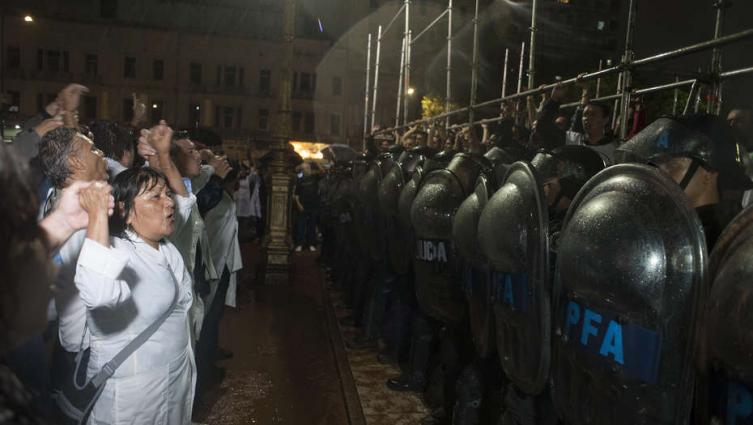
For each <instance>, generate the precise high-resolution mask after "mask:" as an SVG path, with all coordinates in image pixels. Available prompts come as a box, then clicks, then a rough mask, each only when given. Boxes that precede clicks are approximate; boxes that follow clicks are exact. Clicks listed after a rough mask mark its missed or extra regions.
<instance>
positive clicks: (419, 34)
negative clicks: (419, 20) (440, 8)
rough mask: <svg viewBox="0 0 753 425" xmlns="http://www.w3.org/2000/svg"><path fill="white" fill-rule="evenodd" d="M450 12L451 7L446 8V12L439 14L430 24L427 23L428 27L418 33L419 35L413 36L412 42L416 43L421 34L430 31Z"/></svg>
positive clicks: (413, 42) (423, 34)
mask: <svg viewBox="0 0 753 425" xmlns="http://www.w3.org/2000/svg"><path fill="white" fill-rule="evenodd" d="M449 12H450V9H445V10H444V12H442V13H441V14H440V15H439V16H437V18H436V19H434V20H433V21H431V23H430V24H429V25H427V26H426V28H424V29H423V31H421V32H420V33H418V35H417V36H415V37H413V39H411V42H410V44H413V43H415V42H416V40H418V39H419V38H421V36H422V35H424V33H426V31H429V30H430V29H431V28H432V27H433V26H434V25H436V24H437V22H439V21H440V20H442V18H444V17H445V15H447V14H448V13H449Z"/></svg>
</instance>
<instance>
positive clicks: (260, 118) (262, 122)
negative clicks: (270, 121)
mask: <svg viewBox="0 0 753 425" xmlns="http://www.w3.org/2000/svg"><path fill="white" fill-rule="evenodd" d="M268 129H269V109H259V130H268Z"/></svg>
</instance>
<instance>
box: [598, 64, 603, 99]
mask: <svg viewBox="0 0 753 425" xmlns="http://www.w3.org/2000/svg"><path fill="white" fill-rule="evenodd" d="M602 69H604V61H603V60H601V59H599V71H601V70H602ZM599 97H601V77H599V78H597V79H596V98H597V99H598V98H599Z"/></svg>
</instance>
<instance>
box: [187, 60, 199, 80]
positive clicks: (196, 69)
mask: <svg viewBox="0 0 753 425" xmlns="http://www.w3.org/2000/svg"><path fill="white" fill-rule="evenodd" d="M189 74H190V76H191V84H201V64H200V63H196V62H191V68H190V72H189Z"/></svg>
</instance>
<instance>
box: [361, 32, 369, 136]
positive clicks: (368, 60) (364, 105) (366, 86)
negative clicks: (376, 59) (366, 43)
mask: <svg viewBox="0 0 753 425" xmlns="http://www.w3.org/2000/svg"><path fill="white" fill-rule="evenodd" d="M370 88H371V33H369V42H368V44H367V46H366V93H365V95H364V105H363V135H364V139H363V145H364V146H363V148H364V149H366V137H365V136H366V135H367V134H370V133H371V131H370V129H369V94H370Z"/></svg>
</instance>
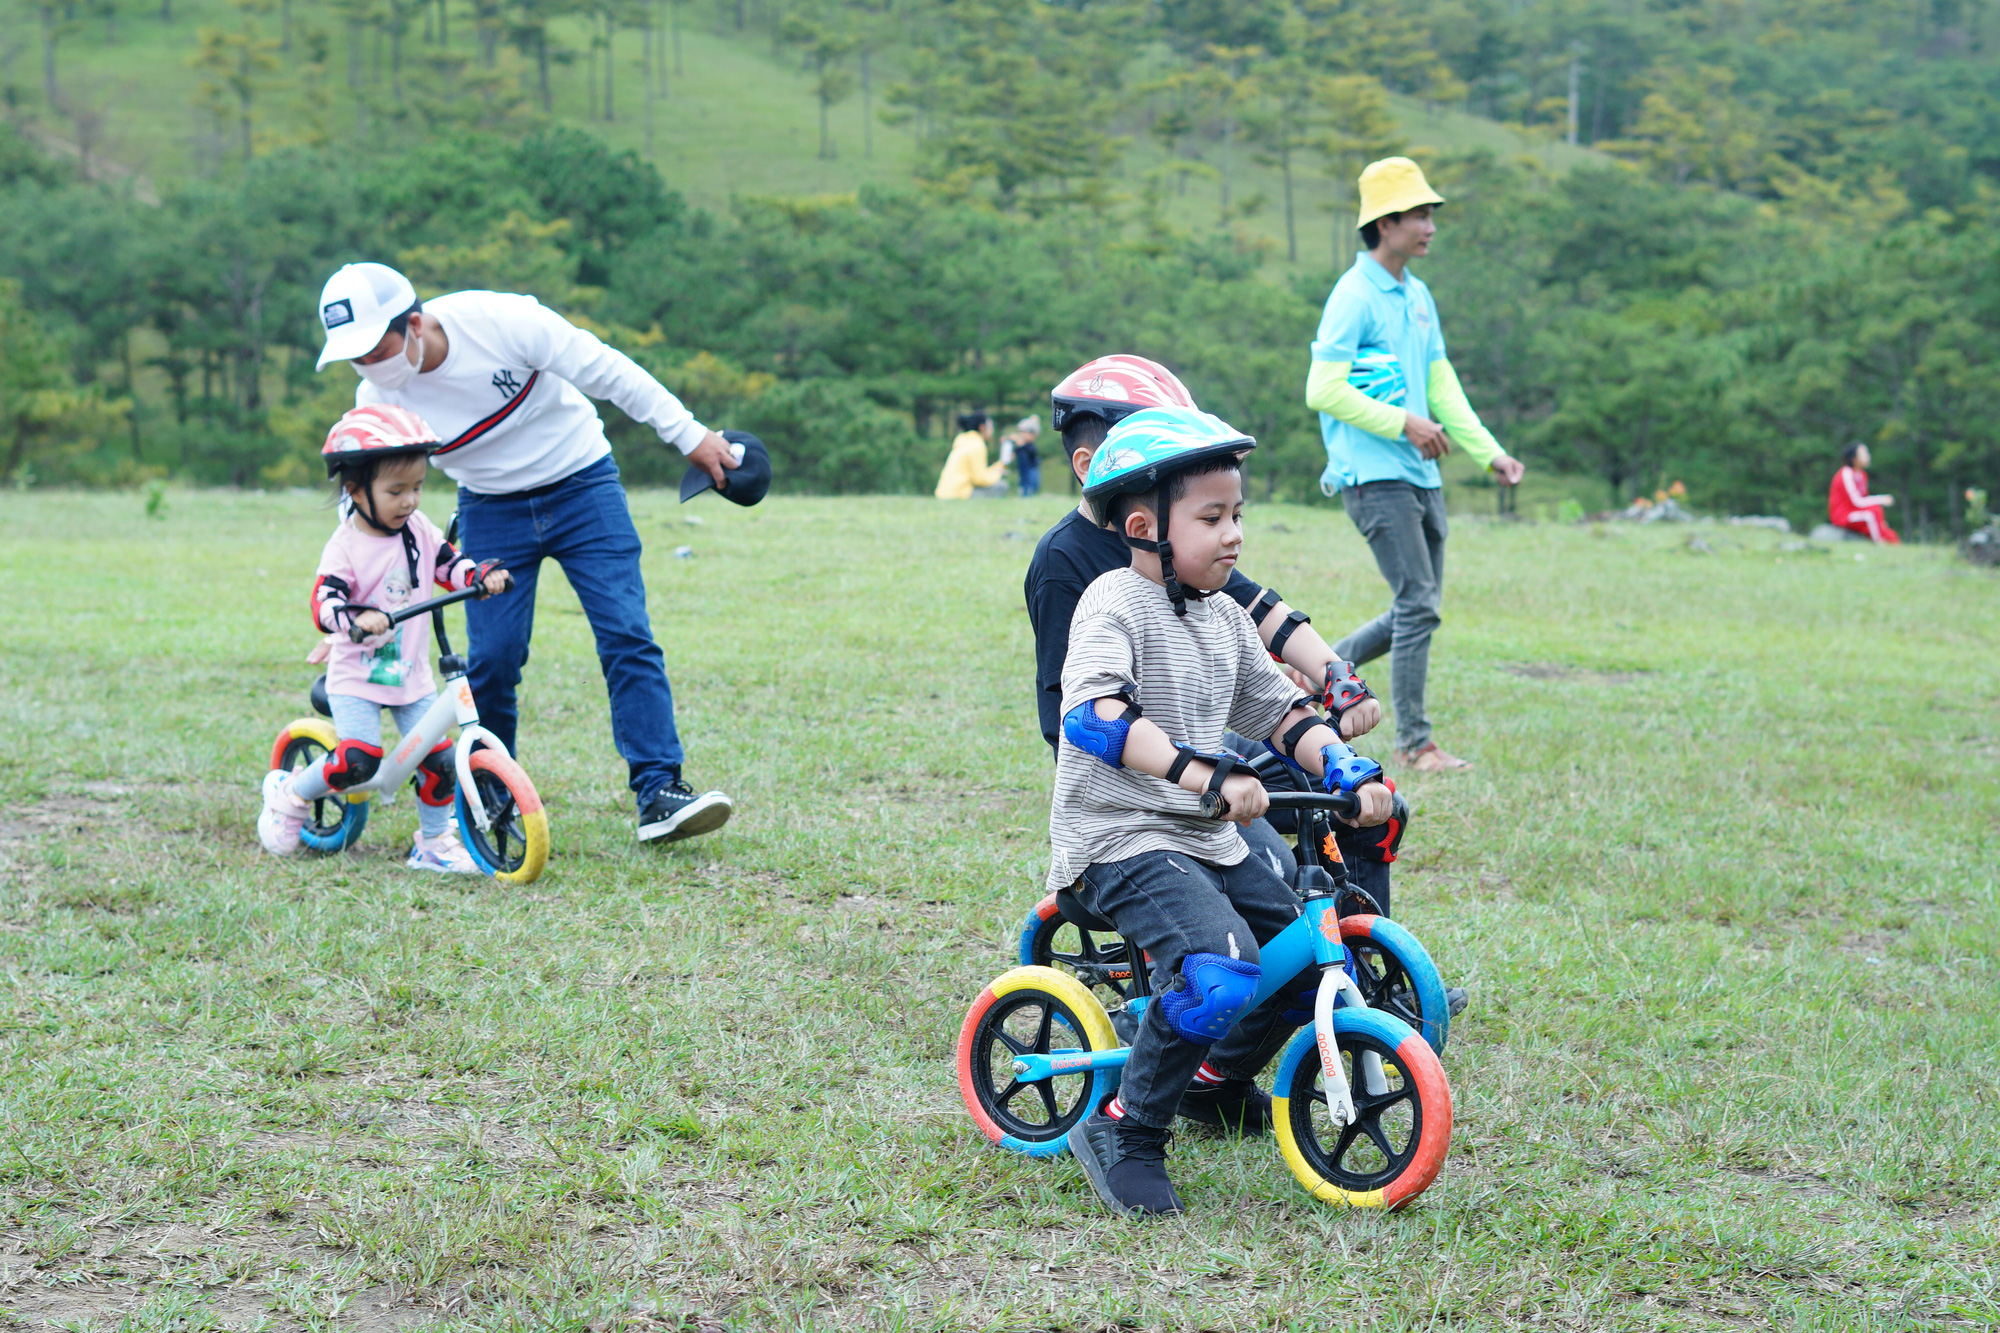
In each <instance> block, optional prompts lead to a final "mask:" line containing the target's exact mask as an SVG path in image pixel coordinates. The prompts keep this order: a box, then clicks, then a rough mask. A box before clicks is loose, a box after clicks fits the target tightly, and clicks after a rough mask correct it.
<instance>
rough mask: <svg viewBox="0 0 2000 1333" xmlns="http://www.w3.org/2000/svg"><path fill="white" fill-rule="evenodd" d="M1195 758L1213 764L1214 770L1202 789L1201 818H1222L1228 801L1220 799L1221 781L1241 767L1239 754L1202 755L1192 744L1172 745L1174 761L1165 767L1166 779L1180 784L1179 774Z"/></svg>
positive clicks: (1208, 818)
mask: <svg viewBox="0 0 2000 1333" xmlns="http://www.w3.org/2000/svg"><path fill="white" fill-rule="evenodd" d="M1196 759H1200V761H1202V763H1208V765H1214V767H1216V771H1214V773H1210V775H1208V787H1204V789H1202V819H1222V817H1224V815H1228V813H1230V803H1228V801H1224V799H1222V783H1224V781H1226V779H1228V777H1230V775H1232V773H1236V769H1240V767H1242V763H1244V761H1242V757H1240V755H1230V753H1228V751H1224V753H1222V755H1204V753H1202V751H1198V749H1194V747H1192V745H1174V763H1172V765H1168V767H1166V781H1168V783H1174V785H1176V787H1178V785H1180V775H1182V773H1186V771H1188V765H1192V763H1194V761H1196Z"/></svg>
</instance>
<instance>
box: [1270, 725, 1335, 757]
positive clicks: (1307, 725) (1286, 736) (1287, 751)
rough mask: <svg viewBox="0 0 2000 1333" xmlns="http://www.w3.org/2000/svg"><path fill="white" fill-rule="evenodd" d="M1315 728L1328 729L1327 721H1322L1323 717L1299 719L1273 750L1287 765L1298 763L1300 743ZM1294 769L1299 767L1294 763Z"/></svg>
mask: <svg viewBox="0 0 2000 1333" xmlns="http://www.w3.org/2000/svg"><path fill="white" fill-rule="evenodd" d="M1314 727H1326V719H1322V717H1302V719H1298V721H1296V723H1292V725H1290V727H1288V729H1286V733H1284V735H1282V737H1278V745H1274V747H1272V749H1276V751H1278V757H1280V759H1284V761H1286V763H1292V761H1296V759H1298V743H1300V741H1304V739H1306V733H1308V731H1312V729H1314ZM1292 767H1294V769H1296V767H1298V765H1296V763H1292Z"/></svg>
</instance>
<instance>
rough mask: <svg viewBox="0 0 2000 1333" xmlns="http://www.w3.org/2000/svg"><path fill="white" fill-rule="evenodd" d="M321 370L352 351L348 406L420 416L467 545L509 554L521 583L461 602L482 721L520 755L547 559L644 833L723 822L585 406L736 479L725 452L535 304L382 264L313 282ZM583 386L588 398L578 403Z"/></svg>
mask: <svg viewBox="0 0 2000 1333" xmlns="http://www.w3.org/2000/svg"><path fill="white" fill-rule="evenodd" d="M320 322H322V324H324V326H326V346H324V350H322V352H320V368H322V370H324V368H326V366H328V364H332V362H336V360H346V362H350V364H352V366H354V372H356V374H360V376H362V382H360V384H358V386H356V390H354V404H356V406H364V404H370V402H392V404H396V406H404V408H410V410H412V412H416V414H418V416H422V418H424V420H426V422H430V428H432V430H436V432H438V436H440V438H442V440H444V446H442V448H438V450H436V452H434V454H432V462H434V464H436V466H438V468H442V470H444V474H446V476H450V478H452V480H454V482H458V516H460V538H462V540H460V548H462V550H476V552H478V554H480V558H484V560H500V562H502V564H506V568H508V570H512V574H514V582H516V588H518V592H516V594H514V596H496V598H490V600H472V602H466V636H468V640H470V646H468V658H470V660H468V673H466V677H468V681H470V685H472V697H474V701H476V703H478V709H480V723H482V725H484V727H486V729H488V731H492V733H494V735H496V737H500V741H504V743H506V745H508V749H514V745H516V743H514V729H516V703H514V691H516V687H518V685H520V671H522V667H524V664H526V662H528V638H530V634H532V632H534V584H536V576H538V572H540V566H542V560H544V558H554V560H556V562H558V564H560V566H562V572H564V574H566V576H568V580H570V586H572V588H576V596H578V600H580V602H582V604H584V614H586V616H588V618H590V630H592V632H594V634H596V640H598V662H600V664H602V669H604V687H606V689H608V693H610V705H612V741H614V743H616V745H618V753H620V755H622V757H624V761H626V765H628V769H630V773H632V791H634V795H636V797H638V809H640V813H638V837H640V839H642V841H652V839H666V841H676V839H686V837H696V835H702V833H712V831H716V829H720V827H722V825H724V823H728V817H730V811H732V803H730V799H728V797H726V795H722V793H720V791H708V793H696V791H694V789H692V787H688V783H686V781H684V779H682V775H680V765H682V749H680V735H678V733H676V731H674V695H672V689H670V687H668V681H666V658H664V656H662V654H660V646H658V644H656V642H654V638H652V622H650V620H648V616H646V584H644V578H642V576H640V540H638V530H636V528H634V526H632V514H630V512H628V508H626V494H624V486H622V484H620V482H618V464H616V462H614V460H612V448H610V442H608V440H606V438H604V422H602V420H598V410H596V406H592V402H590V398H608V400H612V402H616V404H618V406H620V408H622V410H624V412H626V414H628V416H632V418H634V420H642V422H646V424H648V426H652V428H654V430H658V432H660V438H662V440H666V442H668V444H672V446H674V448H678V450H680V452H682V454H686V458H688V462H690V464H694V466H698V468H702V470H704V472H708V474H710V476H712V478H714V480H716V484H718V486H720V488H728V468H730V466H732V454H730V444H728V442H726V440H724V438H722V436H720V434H716V432H714V430H710V428H708V426H704V424H702V422H698V420H694V414H692V412H688V408H686V406H682V402H680V398H676V396H674V394H670V392H668V390H666V388H664V386H662V384H660V380H656V378H652V376H650V374H646V370H642V368H640V366H638V364H636V362H632V358H630V356H626V354H624V352H618V350H616V348H610V346H606V344H604V342H600V340H598V338H596V336H594V334H590V332H586V330H582V328H578V326H576V324H570V322H568V320H566V318H562V316H560V314H556V312H554V310H548V308H544V306H542V304H540V302H538V300H536V298H534V296H514V294H506V292H452V294H448V296H438V298H436V300H430V302H418V298H416V288H414V286H410V280H408V278H404V276H402V274H400V272H396V270H394V268H388V266H386V264H348V266H346V268H342V270H340V272H336V274H334V276H332V278H328V282H326V288H324V290H322V292H320ZM586 394H588V396H586Z"/></svg>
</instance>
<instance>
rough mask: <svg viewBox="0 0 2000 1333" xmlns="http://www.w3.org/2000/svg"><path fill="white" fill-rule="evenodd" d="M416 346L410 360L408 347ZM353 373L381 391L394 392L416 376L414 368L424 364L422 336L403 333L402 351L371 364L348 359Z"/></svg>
mask: <svg viewBox="0 0 2000 1333" xmlns="http://www.w3.org/2000/svg"><path fill="white" fill-rule="evenodd" d="M412 346H414V348H416V360H410V348H412ZM348 364H350V366H354V374H358V376H362V378H364V380H368V382H370V384H374V386H376V388H380V390H382V392H390V394H392V392H396V390H398V388H402V386H404V384H408V382H410V380H414V378H416V368H418V366H420V364H424V338H422V336H418V338H410V336H408V334H404V340H402V352H400V354H396V356H384V358H382V360H378V362H374V364H372V366H364V364H362V362H358V360H350V362H348Z"/></svg>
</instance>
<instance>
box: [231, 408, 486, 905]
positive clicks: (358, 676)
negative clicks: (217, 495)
mask: <svg viewBox="0 0 2000 1333" xmlns="http://www.w3.org/2000/svg"><path fill="white" fill-rule="evenodd" d="M436 448H438V436H436V434H434V432H432V430H430V426H426V424H424V418H422V416H418V414H416V412H410V410H408V408H400V406H388V404H374V406H362V408H354V410H352V412H348V414H346V416H342V418H340V420H338V422H334V428H332V430H330V432H328V434H326V444H324V446H322V448H320V456H322V458H324V460H326V474H328V478H334V480H336V482H338V484H340V492H342V496H344V498H346V500H348V504H352V512H350V514H348V518H346V520H344V522H342V524H340V526H338V528H334V534H332V536H330V538H328V542H326V550H322V552H320V568H318V576H316V578H314V582H312V624H314V626H316V628H318V630H322V632H328V634H332V640H330V642H332V652H330V656H328V667H326V701H328V705H330V713H332V717H334V731H336V733H338V735H340V745H336V747H334V753H332V755H328V757H326V759H322V761H320V763H316V765H312V767H310V769H300V771H296V773H284V771H272V773H268V775H264V813H262V815H260V817H258V825H256V831H258V841H260V843H262V845H264V851H268V853H272V855H274V857H288V855H292V853H296V851H298V847H300V841H298V831H300V827H302V825H304V821H306V815H308V813H310V809H312V803H314V801H320V799H324V797H328V795H332V793H336V791H346V789H348V787H356V785H360V783H366V781H368V779H370V777H374V771H376V769H378V767H380V763H382V709H388V711H390V713H392V715H394V717H396V729H398V731H404V733H406V731H410V729H412V727H416V725H418V721H422V717H424V713H426V711H428V709H430V705H432V701H434V699H436V687H434V685H432V681H430V624H428V620H424V618H414V620H404V622H402V624H394V626H392V624H390V622H388V616H386V614H384V612H386V610H396V608H398V606H404V604H408V602H412V600H420V598H422V596H424V588H426V584H432V582H434V584H438V586H440V588H444V590H446V592H458V590H464V588H470V586H476V584H484V586H486V592H488V594H492V592H504V590H506V588H508V584H510V578H508V572H506V570H504V568H496V566H494V564H492V562H486V564H474V562H472V560H468V558H464V556H460V554H458V552H456V550H454V548H452V544H450V542H448V540H444V532H440V530H438V524H434V522H432V520H430V518H426V516H424V514H422V512H420V510H418V502H420V500H422V498H424V472H426V468H428V466H430V454H432V450H436ZM350 626H356V628H362V630H366V634H368V636H366V638H362V640H360V642H352V640H350V638H348V632H346V630H348V628H350ZM452 779H454V773H452V753H450V743H440V745H438V749H436V751H432V755H430V757H428V759H424V765H422V769H418V807H416V811H418V835H416V845H414V847H412V849H410V859H408V861H406V865H408V867H410V869H412V871H438V873H458V875H478V865H474V861H472V857H470V855H468V853H466V849H464V845H460V841H458V837H456V835H454V833H452V815H450V807H452V797H454V783H452Z"/></svg>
═══
*What to produce*
How many lines of the listing above contain the word "coordinates"? Reply with the number only.

*Solution*
2